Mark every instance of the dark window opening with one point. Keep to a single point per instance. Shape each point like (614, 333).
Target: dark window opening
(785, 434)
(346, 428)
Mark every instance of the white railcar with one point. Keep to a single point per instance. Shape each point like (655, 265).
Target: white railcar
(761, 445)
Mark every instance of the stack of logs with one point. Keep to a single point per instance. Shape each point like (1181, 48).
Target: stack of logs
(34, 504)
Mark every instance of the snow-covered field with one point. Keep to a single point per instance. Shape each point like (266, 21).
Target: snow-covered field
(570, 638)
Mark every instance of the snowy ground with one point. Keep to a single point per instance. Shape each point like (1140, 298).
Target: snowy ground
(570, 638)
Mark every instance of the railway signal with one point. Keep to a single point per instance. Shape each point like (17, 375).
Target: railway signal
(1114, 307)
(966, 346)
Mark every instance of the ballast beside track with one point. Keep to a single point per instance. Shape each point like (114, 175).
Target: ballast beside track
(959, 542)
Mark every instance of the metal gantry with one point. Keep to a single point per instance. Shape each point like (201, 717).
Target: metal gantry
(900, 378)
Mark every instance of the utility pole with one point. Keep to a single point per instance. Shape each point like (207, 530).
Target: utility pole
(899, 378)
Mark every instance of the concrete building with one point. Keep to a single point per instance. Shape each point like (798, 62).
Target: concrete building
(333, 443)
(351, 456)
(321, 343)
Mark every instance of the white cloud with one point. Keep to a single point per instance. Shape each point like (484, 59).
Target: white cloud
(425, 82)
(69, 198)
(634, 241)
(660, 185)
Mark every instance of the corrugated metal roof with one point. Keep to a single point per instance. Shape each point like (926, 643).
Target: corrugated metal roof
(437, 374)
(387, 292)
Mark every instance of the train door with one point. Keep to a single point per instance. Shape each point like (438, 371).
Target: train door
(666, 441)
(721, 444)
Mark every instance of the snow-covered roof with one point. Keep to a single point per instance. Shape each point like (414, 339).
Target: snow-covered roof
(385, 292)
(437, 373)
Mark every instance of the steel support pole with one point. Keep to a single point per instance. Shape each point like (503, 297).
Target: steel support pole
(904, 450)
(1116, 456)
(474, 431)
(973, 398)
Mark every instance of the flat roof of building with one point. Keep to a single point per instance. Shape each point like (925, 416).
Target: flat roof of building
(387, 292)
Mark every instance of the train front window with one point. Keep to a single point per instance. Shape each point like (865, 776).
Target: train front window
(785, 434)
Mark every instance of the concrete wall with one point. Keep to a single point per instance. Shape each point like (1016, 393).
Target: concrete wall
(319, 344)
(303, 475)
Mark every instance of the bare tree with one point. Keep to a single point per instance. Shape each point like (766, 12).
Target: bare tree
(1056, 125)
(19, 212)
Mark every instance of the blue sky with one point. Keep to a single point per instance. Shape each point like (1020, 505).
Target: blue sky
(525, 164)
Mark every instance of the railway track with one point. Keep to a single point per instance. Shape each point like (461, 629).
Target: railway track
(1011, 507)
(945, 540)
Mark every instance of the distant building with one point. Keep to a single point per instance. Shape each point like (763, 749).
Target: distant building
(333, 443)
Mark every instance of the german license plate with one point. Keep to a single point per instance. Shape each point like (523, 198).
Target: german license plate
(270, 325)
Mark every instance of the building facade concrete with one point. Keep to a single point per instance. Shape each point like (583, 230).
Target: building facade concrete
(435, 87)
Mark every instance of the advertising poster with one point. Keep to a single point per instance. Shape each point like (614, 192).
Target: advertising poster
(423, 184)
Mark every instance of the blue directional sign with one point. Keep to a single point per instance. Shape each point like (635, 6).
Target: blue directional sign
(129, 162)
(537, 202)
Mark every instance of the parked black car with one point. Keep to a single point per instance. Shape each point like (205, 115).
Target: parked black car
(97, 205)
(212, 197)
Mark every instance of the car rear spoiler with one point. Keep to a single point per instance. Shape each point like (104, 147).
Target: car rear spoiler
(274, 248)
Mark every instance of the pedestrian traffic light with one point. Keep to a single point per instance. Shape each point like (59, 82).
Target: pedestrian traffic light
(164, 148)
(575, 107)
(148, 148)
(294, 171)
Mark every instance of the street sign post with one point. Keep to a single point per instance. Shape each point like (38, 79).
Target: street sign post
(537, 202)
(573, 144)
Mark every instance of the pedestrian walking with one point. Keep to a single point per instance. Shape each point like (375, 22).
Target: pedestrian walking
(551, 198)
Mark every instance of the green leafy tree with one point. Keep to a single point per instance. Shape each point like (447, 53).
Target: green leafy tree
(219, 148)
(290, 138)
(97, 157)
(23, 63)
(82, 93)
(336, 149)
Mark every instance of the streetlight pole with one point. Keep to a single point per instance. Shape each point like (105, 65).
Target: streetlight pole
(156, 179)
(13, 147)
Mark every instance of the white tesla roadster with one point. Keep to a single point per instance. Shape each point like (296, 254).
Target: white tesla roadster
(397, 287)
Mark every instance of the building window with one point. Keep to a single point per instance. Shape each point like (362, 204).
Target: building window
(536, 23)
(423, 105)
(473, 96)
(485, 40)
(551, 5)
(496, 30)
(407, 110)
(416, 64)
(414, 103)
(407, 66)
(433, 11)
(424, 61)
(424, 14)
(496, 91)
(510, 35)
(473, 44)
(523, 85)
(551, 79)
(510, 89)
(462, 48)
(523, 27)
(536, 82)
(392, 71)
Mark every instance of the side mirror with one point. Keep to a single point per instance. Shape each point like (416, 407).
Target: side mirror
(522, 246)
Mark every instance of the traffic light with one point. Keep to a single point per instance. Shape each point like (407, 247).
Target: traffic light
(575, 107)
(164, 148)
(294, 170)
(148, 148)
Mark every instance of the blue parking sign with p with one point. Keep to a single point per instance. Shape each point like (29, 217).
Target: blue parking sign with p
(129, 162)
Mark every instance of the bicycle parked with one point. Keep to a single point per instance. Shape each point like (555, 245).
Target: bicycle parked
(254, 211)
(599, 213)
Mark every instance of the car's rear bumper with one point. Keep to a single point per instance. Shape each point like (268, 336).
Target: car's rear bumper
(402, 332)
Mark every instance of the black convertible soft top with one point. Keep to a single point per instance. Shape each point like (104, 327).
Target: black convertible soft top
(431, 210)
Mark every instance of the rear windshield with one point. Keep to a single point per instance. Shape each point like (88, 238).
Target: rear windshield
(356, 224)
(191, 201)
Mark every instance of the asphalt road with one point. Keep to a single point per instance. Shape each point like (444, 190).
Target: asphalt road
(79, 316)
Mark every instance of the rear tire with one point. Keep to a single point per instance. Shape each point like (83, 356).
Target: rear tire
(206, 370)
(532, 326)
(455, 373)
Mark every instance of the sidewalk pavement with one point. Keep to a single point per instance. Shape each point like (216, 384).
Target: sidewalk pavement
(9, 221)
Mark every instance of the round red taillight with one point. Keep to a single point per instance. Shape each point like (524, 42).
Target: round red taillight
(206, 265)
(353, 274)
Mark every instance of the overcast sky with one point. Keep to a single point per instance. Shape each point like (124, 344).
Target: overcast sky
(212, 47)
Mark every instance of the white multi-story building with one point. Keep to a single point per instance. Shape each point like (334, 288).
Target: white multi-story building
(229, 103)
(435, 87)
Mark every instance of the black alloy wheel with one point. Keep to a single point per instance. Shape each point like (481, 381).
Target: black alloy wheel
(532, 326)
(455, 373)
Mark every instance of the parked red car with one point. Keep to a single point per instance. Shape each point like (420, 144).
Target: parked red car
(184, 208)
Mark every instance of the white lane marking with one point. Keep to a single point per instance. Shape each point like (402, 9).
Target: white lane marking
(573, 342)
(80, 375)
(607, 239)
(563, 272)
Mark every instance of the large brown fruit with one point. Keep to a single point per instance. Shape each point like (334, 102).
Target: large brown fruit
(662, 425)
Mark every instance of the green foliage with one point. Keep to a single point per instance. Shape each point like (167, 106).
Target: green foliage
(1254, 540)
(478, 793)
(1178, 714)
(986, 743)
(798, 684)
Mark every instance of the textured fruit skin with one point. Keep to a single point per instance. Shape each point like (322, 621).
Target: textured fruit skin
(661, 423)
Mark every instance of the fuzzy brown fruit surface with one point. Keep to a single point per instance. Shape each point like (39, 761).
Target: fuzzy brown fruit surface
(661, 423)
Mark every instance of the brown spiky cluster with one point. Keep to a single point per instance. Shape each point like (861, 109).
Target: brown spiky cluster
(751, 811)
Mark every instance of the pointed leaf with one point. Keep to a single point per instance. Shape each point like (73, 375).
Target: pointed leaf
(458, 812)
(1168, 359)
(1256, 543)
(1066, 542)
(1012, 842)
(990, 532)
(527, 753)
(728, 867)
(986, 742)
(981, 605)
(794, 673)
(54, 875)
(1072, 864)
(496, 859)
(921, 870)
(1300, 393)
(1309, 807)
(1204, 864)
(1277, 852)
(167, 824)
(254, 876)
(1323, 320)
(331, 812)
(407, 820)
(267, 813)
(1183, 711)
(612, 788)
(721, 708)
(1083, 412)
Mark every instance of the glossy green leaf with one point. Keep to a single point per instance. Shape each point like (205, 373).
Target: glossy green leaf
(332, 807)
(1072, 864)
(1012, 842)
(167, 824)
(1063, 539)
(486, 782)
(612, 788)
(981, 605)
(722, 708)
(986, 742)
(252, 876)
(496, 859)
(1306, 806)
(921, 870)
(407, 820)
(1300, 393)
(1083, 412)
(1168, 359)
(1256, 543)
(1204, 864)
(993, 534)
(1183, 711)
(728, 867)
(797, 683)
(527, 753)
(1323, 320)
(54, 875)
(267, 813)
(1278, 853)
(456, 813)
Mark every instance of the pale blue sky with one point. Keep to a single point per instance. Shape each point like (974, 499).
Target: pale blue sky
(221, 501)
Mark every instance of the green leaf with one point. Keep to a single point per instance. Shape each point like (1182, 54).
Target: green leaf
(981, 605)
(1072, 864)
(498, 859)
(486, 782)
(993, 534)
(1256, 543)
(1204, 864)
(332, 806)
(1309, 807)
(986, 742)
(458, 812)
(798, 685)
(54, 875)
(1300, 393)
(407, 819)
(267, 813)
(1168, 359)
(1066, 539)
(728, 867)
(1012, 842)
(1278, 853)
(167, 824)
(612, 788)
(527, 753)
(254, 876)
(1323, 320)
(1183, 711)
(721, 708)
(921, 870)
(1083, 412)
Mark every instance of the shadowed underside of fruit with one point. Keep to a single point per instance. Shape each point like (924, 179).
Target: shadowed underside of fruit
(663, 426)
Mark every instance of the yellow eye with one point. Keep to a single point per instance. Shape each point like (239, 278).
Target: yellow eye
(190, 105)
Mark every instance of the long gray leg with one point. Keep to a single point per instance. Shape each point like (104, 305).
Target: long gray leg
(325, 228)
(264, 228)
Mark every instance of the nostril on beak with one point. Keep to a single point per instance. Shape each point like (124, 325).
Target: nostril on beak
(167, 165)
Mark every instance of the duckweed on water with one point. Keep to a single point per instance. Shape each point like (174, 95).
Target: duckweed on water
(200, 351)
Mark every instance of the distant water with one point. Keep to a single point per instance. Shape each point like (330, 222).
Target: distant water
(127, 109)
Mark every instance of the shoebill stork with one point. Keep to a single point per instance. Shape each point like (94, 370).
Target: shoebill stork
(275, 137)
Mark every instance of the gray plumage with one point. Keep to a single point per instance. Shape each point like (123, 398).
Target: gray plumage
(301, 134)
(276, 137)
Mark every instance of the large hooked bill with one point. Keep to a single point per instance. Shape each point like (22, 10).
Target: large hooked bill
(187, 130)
--- --- ---
To be done: Lay out the rows from the line containing "Mark every instance of the duckweed" through the final row as a numbered list, one line per item, omitting any blank lines.

Task response:
1. Mark every instance of the duckweed on water with one point. Keep to a single point per instance. Shape each point like (174, 95).
2. Target: duckweed on water
3. (200, 351)
4. Mark every instance of the distant water with one point. Keep to a single point per instance. Shape each point like (330, 222).
5. Target: distant water
6. (127, 109)
7. Mark every instance of the shoebill stork with one point. Keep to a single point per instance. Shape each point like (94, 370).
8. Target: shoebill stork
9. (275, 137)
10. Mark every instance of the gray plumage with one point. Keep to a single point per instance. Shape each point like (123, 398).
11. Target: gray plumage
12. (301, 134)
13. (276, 137)
14. Mark every instance of the large hooked bill with one point. Keep to a single point per instance. Shape each point like (22, 10).
15. Target: large hooked bill
16. (187, 130)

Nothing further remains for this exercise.